• [PROVIDED DATA]:
· · · · · · ·

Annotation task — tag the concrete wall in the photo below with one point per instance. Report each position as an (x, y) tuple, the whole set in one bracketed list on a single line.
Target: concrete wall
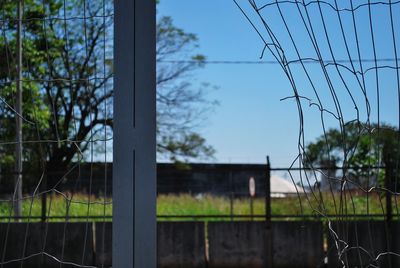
[(22, 243), (362, 243), (299, 243), (248, 244), (181, 245), (236, 244)]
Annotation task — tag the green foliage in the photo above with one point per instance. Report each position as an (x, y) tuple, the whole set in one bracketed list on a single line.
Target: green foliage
[(181, 107), (358, 146)]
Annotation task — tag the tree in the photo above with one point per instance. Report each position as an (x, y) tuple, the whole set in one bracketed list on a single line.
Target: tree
[(68, 84), (357, 148), (180, 106)]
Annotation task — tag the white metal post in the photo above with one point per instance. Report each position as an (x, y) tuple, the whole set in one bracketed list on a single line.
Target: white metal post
[(134, 167)]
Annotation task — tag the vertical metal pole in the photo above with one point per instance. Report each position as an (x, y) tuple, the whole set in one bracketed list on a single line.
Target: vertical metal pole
[(388, 185), (268, 225), (17, 198), (134, 170), (268, 193), (231, 193)]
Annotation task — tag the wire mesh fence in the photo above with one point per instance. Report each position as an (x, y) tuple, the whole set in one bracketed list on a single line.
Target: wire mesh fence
[(352, 93), (56, 77)]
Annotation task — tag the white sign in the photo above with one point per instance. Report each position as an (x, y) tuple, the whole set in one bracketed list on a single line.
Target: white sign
[(252, 187)]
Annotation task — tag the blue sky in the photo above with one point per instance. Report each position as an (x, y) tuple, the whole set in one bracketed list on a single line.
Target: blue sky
[(251, 121)]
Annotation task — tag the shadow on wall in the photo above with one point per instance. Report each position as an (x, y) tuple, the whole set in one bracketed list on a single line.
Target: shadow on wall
[(212, 245)]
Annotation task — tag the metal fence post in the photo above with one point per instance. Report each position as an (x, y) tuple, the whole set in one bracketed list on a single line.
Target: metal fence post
[(134, 160), (268, 226)]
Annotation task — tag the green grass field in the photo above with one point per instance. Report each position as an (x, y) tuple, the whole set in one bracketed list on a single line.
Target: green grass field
[(172, 205)]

· · · · · · ·

• [TASK DESCRIPTION]: Return all of the entries word for word, but omit the pictures.

• [SOLUTION TO THIS TASK]:
Annotation task — tag the concrete wall in the photo below with one point per instance. Report each position as an (x, y) tuple, the whole set in one bracketed list on a single line.
Target: concrete wall
[(22, 243), (362, 243), (299, 243), (248, 244), (181, 245), (236, 244)]
Annotation task — tag the green foliage in the photo above with one point per instance. Report each position as an (x, y) tuple, the whole set in one bracketed list on a single line.
Target: green foliage
[(181, 107), (358, 146)]
Annotation task — tag the tree in the photo above with one point per instance. Report each position as an (x, y) tuple, the whole set in one bracketed list on a single line.
Target: tree
[(68, 84), (357, 148), (180, 106)]
Annotation task — tag the white metal post in the photo above with one point per instance. Report each position as an (x, y) tuple, the whole set in one bracketed list on a single line.
Target: white metal post
[(134, 167)]
Annotation task — tag the vertical metal pole in the photo above with one point per instance. Report each position as an (x, y) tuple, the whole set in one bracketed list on a single line.
Target: vertical metal pole
[(388, 185), (268, 225), (17, 198), (134, 170), (268, 193), (231, 193)]
Annotation task — tag the wire mesh fence in the photo above with one point per instance. Report each position as an (x, y) tuple, the whole set in one bracketed list on a single line.
Target: wire mesh fence
[(352, 93), (56, 77)]
Annotation task — tag the white sign in the photo above with one point per instance. Report each position as an (x, y) tuple, the whole set in one bracketed list on a single line.
Target: white sign
[(252, 187)]
Annotation task — tag the blue sky in the photo above with one point per instance. Report each position as an (x, y) tuple, the whole set in one bracketed list on a single line.
Target: blue sky
[(251, 121)]
Annotation task — tag the shadow on wall in the photo above with one point per instance. Report each position as an (x, y) tuple, the whole set in one bracketed list on a single line.
Target: shadow on wall
[(212, 245)]
Annotation task — tag the metal fence post in the photo above with one point per instance. Report each position as an (x, y) tuple, the whole set in one bracketed list on a single line.
Target: metal fence post
[(134, 160), (268, 226)]
Annotation task — tag the green grass field in the photo above with one point per instance. Report each position as an (x, y) tuple, the whole set in one bracketed list on a single line.
Target: green grass field
[(172, 205)]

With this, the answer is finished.